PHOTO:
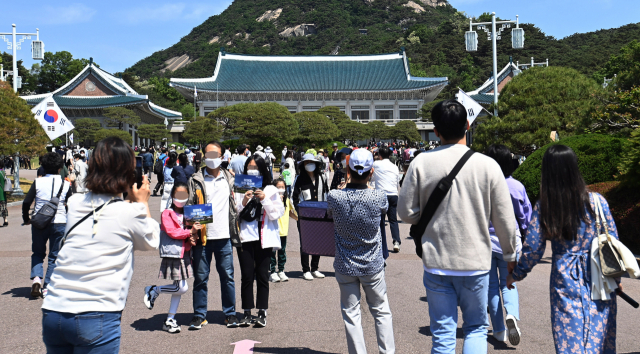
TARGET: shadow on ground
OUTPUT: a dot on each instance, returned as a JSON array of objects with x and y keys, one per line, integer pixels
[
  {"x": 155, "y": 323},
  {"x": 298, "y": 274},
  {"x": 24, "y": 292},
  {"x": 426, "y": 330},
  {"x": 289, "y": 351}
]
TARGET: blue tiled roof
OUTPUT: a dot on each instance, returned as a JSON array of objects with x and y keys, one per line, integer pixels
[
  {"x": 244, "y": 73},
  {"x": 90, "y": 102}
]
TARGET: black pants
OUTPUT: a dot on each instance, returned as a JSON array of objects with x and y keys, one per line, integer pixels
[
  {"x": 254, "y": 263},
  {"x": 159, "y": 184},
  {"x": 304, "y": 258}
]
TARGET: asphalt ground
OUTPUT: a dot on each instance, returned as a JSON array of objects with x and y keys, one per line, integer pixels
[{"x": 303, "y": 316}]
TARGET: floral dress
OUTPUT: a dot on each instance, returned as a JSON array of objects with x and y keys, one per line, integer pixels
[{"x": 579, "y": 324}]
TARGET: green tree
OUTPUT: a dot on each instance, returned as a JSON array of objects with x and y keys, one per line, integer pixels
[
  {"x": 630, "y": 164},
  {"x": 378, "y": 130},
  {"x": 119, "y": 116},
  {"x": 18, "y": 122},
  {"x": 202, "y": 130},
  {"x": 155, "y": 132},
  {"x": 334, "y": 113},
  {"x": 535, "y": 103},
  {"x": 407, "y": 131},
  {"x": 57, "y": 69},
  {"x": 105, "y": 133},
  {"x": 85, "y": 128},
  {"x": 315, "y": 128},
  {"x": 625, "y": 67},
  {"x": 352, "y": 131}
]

========================================

**Brief:** Transcribe every entry above verbatim, leaving out the pictures.

**Result:**
PHOTO:
TARGET: shadow on ground
OUTPUT: a dot on each instance, returned as a JSON array of objects with x and y keys, one per line, integer pixels
[
  {"x": 155, "y": 323},
  {"x": 298, "y": 274},
  {"x": 24, "y": 292},
  {"x": 426, "y": 330},
  {"x": 289, "y": 351}
]
TARGET: blue tiled roof
OUTPUT: a dot on each instance, returned as a JSON array of objects with x and y keys, one per line, integer pixels
[
  {"x": 244, "y": 73},
  {"x": 90, "y": 102}
]
TARGET: black pants
OUTPUT: a dot on each instance, returned as a JSON array of objects with x and y keys, one per line, integer pixels
[
  {"x": 254, "y": 263},
  {"x": 159, "y": 184},
  {"x": 304, "y": 258}
]
TARGET: asphalt ground
OUTPUT: a dot on each instance, returned as a JSON array of objects with x and y keys, one per line, integer pixels
[{"x": 303, "y": 316}]
TARGET: floral dress
OUTPUT: a dot on each instance, returned as a JSON array of objects with x and y keys, one per line, integer pixels
[{"x": 579, "y": 324}]
TARGET: green tree
OUTPUT: a dot on each instance, returned as a JSON array of objects with x and y keys, one per line, integer pixels
[
  {"x": 630, "y": 164},
  {"x": 378, "y": 130},
  {"x": 119, "y": 116},
  {"x": 18, "y": 122},
  {"x": 202, "y": 130},
  {"x": 155, "y": 132},
  {"x": 334, "y": 113},
  {"x": 535, "y": 103},
  {"x": 407, "y": 131},
  {"x": 57, "y": 69},
  {"x": 105, "y": 133},
  {"x": 85, "y": 128},
  {"x": 315, "y": 128},
  {"x": 625, "y": 67},
  {"x": 352, "y": 131}
]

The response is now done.